The entries below should be transcribed in their entirety, exactly as written.

>> Begin INPUT

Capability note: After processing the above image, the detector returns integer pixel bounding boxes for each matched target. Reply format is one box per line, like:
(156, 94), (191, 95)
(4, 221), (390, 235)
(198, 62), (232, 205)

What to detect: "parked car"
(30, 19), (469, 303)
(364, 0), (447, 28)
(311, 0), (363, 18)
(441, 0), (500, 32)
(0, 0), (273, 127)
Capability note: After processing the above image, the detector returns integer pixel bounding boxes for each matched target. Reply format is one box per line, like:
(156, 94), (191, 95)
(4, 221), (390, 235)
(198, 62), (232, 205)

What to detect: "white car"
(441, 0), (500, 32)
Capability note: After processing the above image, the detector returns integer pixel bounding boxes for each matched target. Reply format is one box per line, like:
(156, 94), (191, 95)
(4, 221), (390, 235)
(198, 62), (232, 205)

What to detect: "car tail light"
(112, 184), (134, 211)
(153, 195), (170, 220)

>> End INPUT

• **RIGHT ANSWER**
Capability note: After processing the above image, the detector returns integer pixel bounding boxes for each matched target. Reply format is one box per line, like:
(156, 94), (191, 95)
(4, 221), (390, 235)
(198, 62), (232, 205)

What to detect: "parked car"
(30, 19), (469, 303)
(364, 0), (447, 28)
(311, 0), (363, 18)
(441, 0), (500, 32)
(0, 0), (273, 127)
Capability note: After processing the above image, the detector returns integer pixel bounding boxes for each matched target. Reply format is one box per line, like:
(156, 94), (191, 95)
(4, 221), (390, 235)
(198, 62), (232, 205)

What to detect: "white car"
(441, 0), (500, 32)
Capability note: After processing the above image, the detector returns integer pixel bounding boxes for each matched target. Reply format is one box per line, like:
(156, 94), (191, 95)
(4, 221), (390, 235)
(198, 62), (232, 205)

What to detect: "car tail light"
(112, 184), (134, 211)
(153, 195), (170, 220)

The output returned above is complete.